• **WHAT TO DO**
Extract each line of the records below that contains the string "banner". Treat uppercase and lowercase as different.

• **MATERIAL FOR THIS EXERCISE**

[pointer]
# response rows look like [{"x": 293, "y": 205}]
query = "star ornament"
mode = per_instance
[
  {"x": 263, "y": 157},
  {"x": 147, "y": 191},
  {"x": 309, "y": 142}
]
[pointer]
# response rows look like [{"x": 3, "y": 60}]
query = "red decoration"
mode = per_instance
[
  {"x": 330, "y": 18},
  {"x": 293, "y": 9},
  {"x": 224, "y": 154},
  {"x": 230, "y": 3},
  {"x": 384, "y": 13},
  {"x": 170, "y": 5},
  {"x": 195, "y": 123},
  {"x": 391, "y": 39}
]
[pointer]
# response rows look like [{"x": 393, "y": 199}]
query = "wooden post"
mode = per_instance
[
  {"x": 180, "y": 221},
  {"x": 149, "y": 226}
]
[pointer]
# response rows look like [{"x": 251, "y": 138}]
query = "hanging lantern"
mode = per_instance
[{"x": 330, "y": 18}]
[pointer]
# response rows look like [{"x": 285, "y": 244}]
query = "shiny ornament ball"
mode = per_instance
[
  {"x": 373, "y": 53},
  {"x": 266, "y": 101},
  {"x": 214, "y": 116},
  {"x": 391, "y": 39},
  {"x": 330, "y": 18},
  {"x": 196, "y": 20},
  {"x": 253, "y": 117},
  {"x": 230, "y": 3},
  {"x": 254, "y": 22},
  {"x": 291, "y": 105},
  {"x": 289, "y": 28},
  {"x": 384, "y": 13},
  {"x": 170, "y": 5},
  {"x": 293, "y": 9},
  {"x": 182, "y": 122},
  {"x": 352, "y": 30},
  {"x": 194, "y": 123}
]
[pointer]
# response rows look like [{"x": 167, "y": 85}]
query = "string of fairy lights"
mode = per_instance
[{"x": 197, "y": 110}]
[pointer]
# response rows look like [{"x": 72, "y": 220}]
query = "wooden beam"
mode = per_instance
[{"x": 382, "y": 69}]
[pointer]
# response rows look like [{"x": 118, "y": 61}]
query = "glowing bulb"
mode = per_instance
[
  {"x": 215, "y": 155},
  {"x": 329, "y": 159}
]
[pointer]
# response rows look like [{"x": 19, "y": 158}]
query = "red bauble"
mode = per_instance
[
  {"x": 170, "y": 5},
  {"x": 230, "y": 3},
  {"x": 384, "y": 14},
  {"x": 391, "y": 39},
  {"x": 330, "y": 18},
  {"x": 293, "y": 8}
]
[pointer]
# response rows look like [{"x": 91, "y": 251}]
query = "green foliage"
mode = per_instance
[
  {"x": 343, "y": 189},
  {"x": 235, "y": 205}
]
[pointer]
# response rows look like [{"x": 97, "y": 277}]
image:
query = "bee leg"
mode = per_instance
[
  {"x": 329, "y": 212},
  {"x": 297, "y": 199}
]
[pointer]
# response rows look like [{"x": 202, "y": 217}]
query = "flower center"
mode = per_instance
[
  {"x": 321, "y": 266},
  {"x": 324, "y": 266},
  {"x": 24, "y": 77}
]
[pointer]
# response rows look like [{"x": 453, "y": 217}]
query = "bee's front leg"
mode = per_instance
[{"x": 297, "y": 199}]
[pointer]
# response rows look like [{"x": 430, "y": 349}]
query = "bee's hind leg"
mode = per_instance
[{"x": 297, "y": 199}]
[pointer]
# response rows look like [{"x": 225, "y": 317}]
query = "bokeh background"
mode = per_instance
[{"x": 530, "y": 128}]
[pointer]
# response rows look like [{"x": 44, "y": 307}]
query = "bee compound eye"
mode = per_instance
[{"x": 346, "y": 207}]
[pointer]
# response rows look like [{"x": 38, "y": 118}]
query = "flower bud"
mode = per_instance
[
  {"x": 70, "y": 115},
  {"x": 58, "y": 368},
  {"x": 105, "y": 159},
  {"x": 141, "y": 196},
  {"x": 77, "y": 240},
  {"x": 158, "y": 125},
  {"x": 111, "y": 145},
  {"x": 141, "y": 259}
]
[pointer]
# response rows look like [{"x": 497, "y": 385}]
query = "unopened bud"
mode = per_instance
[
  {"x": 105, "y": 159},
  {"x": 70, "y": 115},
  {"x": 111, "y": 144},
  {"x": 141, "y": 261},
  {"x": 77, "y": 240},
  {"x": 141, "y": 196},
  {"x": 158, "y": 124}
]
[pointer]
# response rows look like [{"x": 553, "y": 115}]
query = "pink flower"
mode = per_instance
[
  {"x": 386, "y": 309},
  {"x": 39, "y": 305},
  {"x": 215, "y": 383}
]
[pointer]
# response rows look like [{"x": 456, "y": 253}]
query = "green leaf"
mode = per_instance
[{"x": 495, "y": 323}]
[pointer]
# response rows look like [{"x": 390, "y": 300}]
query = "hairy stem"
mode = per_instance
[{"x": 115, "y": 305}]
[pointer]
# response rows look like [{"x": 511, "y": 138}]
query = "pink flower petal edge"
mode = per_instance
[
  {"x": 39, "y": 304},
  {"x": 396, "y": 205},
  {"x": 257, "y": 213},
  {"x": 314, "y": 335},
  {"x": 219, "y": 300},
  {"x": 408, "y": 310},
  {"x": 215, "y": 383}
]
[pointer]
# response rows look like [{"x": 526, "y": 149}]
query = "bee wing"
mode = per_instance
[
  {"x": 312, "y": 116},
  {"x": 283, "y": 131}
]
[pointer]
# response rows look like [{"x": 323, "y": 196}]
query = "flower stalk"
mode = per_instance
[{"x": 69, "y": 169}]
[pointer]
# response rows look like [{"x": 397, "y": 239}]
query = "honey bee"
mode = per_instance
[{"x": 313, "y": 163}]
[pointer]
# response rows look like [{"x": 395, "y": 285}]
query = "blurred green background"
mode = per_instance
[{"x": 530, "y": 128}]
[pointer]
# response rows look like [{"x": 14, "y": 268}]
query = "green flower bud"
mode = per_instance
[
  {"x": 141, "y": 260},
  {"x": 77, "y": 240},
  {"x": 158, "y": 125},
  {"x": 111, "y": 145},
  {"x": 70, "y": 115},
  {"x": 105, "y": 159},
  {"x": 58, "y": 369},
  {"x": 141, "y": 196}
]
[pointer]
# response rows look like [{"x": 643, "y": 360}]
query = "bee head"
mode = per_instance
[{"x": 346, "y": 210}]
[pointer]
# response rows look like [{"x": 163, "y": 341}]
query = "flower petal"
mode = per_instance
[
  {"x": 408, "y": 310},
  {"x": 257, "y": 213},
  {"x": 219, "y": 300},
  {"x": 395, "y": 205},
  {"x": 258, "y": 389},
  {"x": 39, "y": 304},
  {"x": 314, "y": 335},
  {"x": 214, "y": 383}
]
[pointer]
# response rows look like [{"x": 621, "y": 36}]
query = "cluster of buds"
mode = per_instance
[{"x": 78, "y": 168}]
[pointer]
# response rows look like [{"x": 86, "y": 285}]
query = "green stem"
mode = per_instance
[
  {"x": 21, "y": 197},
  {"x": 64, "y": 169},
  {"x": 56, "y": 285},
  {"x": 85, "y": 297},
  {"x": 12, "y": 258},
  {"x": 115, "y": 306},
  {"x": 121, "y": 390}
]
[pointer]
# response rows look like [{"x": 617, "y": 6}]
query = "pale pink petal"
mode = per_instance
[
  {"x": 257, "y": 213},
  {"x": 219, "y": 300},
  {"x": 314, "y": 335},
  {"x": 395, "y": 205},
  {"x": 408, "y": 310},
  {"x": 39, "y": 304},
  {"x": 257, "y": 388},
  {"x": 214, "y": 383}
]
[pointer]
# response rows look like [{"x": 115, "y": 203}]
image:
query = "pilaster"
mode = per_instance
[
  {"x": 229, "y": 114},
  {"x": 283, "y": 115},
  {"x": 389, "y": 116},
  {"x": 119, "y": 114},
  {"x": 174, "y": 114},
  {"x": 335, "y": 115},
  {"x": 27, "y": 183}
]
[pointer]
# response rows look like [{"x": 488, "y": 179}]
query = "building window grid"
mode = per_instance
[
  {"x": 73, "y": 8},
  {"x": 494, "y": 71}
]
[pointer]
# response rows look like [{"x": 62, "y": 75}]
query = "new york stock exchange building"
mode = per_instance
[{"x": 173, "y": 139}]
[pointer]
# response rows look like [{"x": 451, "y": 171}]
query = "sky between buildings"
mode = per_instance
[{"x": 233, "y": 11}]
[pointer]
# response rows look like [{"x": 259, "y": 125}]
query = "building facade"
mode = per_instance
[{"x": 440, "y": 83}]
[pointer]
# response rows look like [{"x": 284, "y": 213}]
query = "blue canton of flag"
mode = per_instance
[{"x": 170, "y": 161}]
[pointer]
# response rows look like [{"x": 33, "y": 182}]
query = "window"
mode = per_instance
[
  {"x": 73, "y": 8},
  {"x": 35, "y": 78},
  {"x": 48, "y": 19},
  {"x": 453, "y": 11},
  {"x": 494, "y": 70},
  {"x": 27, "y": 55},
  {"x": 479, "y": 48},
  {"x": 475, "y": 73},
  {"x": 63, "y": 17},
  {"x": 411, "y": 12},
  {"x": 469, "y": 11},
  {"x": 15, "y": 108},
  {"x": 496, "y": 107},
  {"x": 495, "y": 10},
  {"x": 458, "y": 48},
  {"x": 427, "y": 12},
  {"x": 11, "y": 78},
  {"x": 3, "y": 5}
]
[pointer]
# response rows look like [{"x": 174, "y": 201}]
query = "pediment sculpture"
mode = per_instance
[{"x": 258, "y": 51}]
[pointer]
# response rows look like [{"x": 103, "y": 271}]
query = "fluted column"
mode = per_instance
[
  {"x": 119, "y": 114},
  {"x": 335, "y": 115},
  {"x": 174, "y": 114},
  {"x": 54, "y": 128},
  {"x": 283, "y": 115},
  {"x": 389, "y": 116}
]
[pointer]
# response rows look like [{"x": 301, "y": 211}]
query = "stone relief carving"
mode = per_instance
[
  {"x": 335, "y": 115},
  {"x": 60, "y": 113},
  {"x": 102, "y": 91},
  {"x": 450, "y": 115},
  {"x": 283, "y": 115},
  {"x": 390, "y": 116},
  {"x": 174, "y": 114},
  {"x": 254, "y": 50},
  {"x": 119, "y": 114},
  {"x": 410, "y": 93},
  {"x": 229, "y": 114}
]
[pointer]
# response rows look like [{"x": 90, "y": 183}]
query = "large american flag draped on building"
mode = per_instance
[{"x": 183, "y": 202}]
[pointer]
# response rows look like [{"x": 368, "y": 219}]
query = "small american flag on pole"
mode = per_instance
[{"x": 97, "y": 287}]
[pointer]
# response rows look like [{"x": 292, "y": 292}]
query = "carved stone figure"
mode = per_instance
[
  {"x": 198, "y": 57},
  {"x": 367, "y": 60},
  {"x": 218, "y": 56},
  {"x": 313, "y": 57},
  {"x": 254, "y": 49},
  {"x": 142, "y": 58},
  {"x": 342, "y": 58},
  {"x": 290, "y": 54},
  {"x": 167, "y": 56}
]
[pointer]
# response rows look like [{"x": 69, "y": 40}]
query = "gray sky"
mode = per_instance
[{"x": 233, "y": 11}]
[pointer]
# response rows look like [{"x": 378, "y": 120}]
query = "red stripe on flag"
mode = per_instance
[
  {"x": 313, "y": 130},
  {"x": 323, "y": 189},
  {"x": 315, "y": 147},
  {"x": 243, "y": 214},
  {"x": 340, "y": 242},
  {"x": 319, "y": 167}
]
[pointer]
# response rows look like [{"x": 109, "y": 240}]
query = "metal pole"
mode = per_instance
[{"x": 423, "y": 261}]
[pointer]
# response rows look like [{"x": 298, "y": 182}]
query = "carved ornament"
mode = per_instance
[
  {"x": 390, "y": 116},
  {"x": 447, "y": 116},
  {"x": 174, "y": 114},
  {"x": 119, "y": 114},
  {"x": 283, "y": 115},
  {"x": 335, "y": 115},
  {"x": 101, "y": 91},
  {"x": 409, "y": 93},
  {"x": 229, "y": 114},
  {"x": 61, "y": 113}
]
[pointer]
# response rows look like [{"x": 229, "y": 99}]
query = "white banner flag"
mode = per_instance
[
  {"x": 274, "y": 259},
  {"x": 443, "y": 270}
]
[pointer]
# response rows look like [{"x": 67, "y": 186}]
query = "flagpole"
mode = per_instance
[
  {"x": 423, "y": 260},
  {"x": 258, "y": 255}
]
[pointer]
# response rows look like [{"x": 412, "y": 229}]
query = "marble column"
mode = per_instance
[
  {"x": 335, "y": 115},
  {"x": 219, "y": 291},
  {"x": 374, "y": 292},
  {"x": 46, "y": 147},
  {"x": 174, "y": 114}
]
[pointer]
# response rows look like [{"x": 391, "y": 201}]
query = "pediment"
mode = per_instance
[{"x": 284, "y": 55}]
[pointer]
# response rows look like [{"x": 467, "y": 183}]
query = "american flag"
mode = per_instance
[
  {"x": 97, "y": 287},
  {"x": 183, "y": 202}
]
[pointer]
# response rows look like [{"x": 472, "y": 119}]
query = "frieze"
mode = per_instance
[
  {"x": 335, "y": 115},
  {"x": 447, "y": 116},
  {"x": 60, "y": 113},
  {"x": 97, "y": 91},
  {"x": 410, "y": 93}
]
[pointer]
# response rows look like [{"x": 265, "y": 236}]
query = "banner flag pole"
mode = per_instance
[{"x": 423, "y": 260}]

• **RESULT FOR THIS EXERCISE**
query = "white banner flag"
query = "banner flag pole"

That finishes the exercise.